(Problem details) Please reproduce every one of the entries below word for word, leaving the pictures out of your answer.

(Data for the task)
- - -

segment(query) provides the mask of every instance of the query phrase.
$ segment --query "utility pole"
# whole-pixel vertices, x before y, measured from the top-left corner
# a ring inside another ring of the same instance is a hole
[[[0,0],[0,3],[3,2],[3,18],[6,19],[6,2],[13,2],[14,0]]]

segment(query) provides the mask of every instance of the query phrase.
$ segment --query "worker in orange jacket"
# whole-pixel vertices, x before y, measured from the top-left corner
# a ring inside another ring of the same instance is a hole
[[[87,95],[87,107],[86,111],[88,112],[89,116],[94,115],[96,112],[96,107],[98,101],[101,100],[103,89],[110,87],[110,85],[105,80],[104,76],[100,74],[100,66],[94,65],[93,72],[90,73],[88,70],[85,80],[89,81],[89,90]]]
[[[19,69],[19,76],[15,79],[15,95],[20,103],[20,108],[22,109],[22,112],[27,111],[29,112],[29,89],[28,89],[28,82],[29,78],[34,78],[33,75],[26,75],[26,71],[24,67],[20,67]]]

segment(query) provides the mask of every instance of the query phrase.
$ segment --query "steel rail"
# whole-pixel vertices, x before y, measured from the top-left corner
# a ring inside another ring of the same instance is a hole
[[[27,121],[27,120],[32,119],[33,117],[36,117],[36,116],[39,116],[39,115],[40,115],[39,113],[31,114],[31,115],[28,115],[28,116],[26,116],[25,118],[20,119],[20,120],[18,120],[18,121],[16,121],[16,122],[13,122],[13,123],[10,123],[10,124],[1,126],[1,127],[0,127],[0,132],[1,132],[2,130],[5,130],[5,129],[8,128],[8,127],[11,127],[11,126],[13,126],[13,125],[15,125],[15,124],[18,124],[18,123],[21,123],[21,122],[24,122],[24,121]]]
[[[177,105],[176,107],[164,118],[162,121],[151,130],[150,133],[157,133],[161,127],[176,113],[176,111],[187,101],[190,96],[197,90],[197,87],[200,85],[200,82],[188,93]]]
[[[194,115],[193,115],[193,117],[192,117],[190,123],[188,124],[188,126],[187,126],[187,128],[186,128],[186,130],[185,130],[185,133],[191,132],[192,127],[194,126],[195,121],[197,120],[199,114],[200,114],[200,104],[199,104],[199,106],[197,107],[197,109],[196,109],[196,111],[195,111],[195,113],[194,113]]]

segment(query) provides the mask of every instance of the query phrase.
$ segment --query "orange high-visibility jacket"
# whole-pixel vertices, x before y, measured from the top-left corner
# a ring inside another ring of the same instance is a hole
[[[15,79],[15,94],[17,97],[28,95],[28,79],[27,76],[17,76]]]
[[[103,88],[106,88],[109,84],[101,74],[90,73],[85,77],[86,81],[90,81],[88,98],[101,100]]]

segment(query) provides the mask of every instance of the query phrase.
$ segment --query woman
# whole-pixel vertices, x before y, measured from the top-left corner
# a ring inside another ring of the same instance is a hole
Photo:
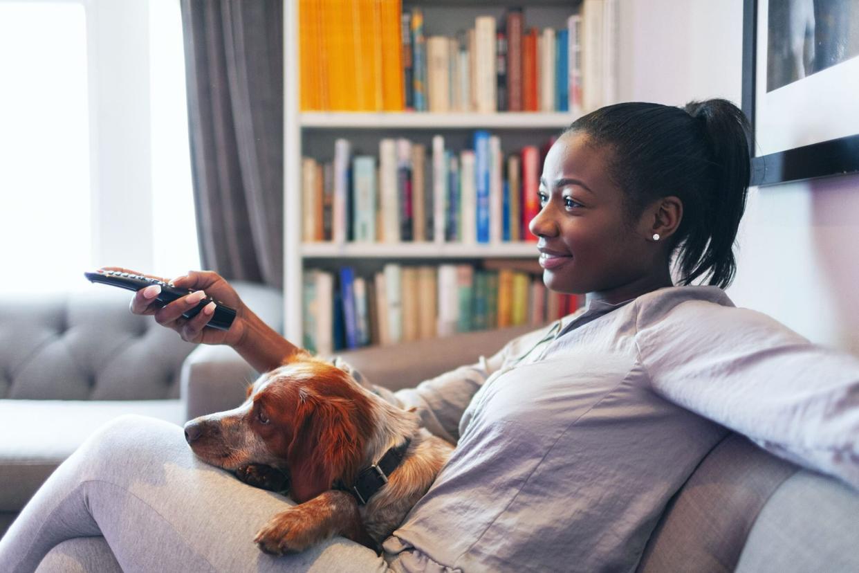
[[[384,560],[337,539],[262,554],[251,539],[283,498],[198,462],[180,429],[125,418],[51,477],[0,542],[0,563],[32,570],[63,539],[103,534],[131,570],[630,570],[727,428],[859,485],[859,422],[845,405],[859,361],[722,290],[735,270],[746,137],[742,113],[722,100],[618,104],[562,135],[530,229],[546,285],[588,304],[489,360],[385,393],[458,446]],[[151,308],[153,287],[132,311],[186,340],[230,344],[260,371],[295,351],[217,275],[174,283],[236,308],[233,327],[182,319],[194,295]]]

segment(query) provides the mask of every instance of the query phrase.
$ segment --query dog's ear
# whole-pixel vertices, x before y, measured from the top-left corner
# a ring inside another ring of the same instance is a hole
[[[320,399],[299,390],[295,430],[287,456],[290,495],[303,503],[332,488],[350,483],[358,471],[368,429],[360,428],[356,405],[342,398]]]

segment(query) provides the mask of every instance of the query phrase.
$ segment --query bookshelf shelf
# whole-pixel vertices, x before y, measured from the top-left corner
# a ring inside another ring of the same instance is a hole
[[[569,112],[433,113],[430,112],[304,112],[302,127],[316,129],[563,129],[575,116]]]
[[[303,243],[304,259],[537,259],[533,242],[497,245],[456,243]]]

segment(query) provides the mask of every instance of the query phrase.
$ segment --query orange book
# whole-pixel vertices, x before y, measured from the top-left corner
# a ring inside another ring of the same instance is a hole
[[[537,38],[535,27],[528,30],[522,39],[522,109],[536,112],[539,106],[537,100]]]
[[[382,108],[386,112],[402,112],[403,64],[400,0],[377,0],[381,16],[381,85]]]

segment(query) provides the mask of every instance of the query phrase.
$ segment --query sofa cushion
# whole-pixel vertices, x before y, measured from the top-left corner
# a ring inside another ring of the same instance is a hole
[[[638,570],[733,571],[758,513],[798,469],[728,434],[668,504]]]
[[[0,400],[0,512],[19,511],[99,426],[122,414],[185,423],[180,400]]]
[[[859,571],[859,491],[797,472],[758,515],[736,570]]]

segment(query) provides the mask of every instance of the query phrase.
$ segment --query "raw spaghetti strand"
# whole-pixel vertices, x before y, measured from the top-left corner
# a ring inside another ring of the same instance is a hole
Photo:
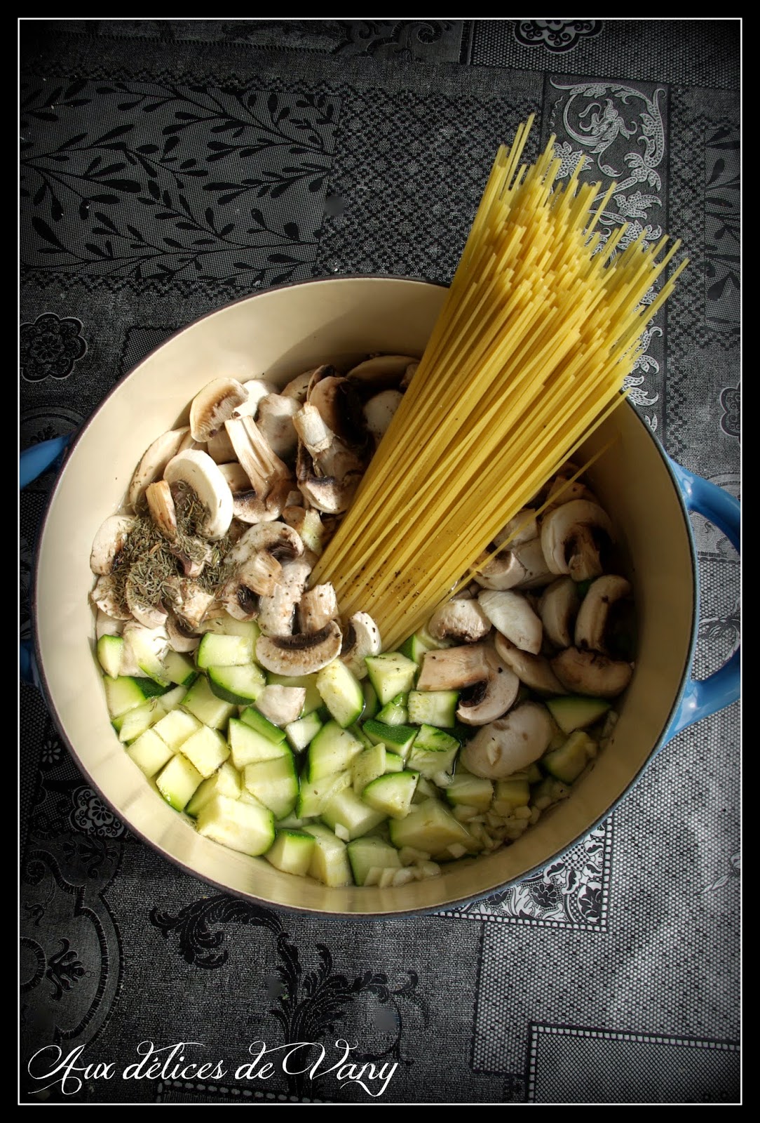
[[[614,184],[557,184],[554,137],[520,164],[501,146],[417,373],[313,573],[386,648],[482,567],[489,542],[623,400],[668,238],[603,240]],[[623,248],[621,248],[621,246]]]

- - -

(Correct output)
segment(query) provides the mask of every instance of the query phrase.
$ segment --query "utility pole"
# whole-pixel vertices, x before y, measured from the top-left corner
# a ring inside another ring of the same instance is a hole
[[[0,0],[0,3],[3,2],[3,18],[6,19],[6,2],[13,2],[14,0]]]

segment(query) provides the mask of every instance of the query phrase.
$ segment --query "worker in orange jacket"
# whole-pixel vertices, x before y, measured from the top-left corner
# a ring inside another ring of the same instance is a hole
[[[87,95],[87,107],[86,111],[88,112],[89,116],[94,115],[96,112],[96,107],[98,101],[101,100],[103,89],[110,87],[110,85],[105,80],[104,76],[100,74],[100,66],[94,65],[93,72],[90,73],[88,70],[85,80],[89,81],[89,90]]]
[[[19,69],[19,76],[15,79],[15,95],[20,103],[20,108],[22,109],[22,112],[27,111],[29,112],[29,89],[28,89],[28,82],[29,78],[34,78],[33,75],[26,75],[26,71],[24,67],[20,67]]]

segment(query) provides the mask of every instance of the query phrase.
$ segment --query "steel rail"
# whole-pixel vertices, x before y, measured from the top-left corner
# a ring inside another ring of the same instance is a hole
[[[27,121],[27,120],[32,119],[33,117],[36,117],[36,116],[39,116],[39,115],[40,115],[39,113],[31,114],[31,115],[28,115],[28,116],[26,116],[25,118],[20,119],[20,120],[18,120],[18,121],[16,121],[16,122],[13,122],[13,123],[10,123],[10,124],[1,126],[1,127],[0,127],[0,132],[1,132],[2,130],[5,130],[5,129],[8,128],[8,127],[11,127],[11,126],[13,126],[13,125],[15,125],[15,124],[18,124],[18,123],[21,123],[21,122],[24,122],[24,121]]]
[[[177,105],[176,107],[164,118],[162,121],[151,130],[150,133],[157,133],[161,127],[176,113],[176,111],[187,101],[190,96],[197,90],[197,87],[200,85],[200,82],[188,93]]]
[[[194,115],[193,115],[193,117],[192,117],[190,123],[188,124],[188,126],[187,126],[187,128],[186,128],[186,130],[185,130],[185,133],[191,132],[192,127],[194,126],[195,121],[197,120],[199,114],[200,114],[200,104],[199,104],[199,106],[197,107],[197,109],[196,109],[196,111],[195,111],[195,113],[194,113]]]

segment(query) provides the mask of every instance of the query phrase.
$ segment --query "orange high-visibility jacket"
# whole-pixel vertices, x before y, measured from the top-left corner
# a ring inside another ring of the same instance is a hole
[[[15,79],[15,94],[17,97],[28,95],[28,79],[27,76],[17,76]]]
[[[103,88],[106,88],[109,84],[101,74],[90,73],[85,77],[86,81],[90,81],[88,98],[101,100]]]

segment(query) provides the mask of every instance of the query phrase.
$ segment --query woman
# whole-pixel vertices, x before y, measured from the top-left corner
# a ring inside another ring of the same instance is a hole
Photo:
[[[384,560],[337,539],[262,554],[251,539],[283,498],[198,462],[180,429],[125,418],[51,477],[0,542],[0,563],[32,570],[63,539],[103,534],[131,570],[630,570],[727,428],[859,485],[859,422],[845,405],[859,361],[722,290],[735,270],[746,137],[742,113],[722,100],[618,104],[562,135],[530,229],[546,285],[588,304],[489,360],[385,393],[458,446]],[[151,308],[153,287],[132,311],[186,340],[230,344],[260,371],[295,351],[217,275],[174,283],[236,308],[233,327],[182,319],[194,295]]]

segment(query) provides the mask of every instance of the query phrase.
$ segment --query dog's ear
# whole-pixel vertices, x before y, measured from the top-left corner
# a ring inside another ring of the same instance is a hole
[[[320,399],[299,390],[295,430],[287,456],[290,495],[303,503],[332,488],[350,483],[358,471],[368,429],[360,428],[356,405],[342,398]]]

segment(query) provides the mask of every instance of the query phrase.
$ segment --query bookshelf shelf
# whole-pixel vertices, x before y, measured from the top-left corner
# a ring inside another ring of the same instance is a hole
[[[569,112],[433,113],[430,112],[304,112],[302,127],[316,129],[563,129],[575,116]]]
[[[303,243],[304,259],[537,259],[533,242],[497,245],[456,243]]]

segment(query) provides the mask of every instance of the query phrase.
$ segment --query orange book
# whole-pixel vertices, x before y, measured from the top-left corner
# a ring inside another ring of the same instance is a hole
[[[537,38],[535,27],[528,30],[522,39],[522,109],[536,112],[539,106],[537,100]]]
[[[382,108],[386,112],[402,112],[403,64],[400,0],[377,0],[381,16],[381,85]]]

segment(query) provides the mask of every instance of the query phrase.
$ segment --query sofa cushion
# whole-pixel vertices, x before y, measured from the top-left corner
# a ring inside another ring of the same instance is a hole
[[[638,570],[733,571],[758,513],[798,469],[728,434],[668,504]]]
[[[0,400],[0,512],[19,511],[99,426],[122,414],[185,423],[180,400]]]
[[[859,571],[859,491],[797,472],[758,515],[736,570]]]

segment(query) provides the mask of every instance of the query phrase.
$ segment --query "raw spaghetti strand"
# whole-pixel vertices, x before y, measured from the top-left corner
# a ring inside another ring of the same instance is a hole
Photo:
[[[614,184],[557,184],[554,137],[520,164],[501,146],[417,373],[313,573],[386,648],[482,567],[489,542],[623,400],[668,238],[603,240]],[[623,248],[621,248],[621,246]]]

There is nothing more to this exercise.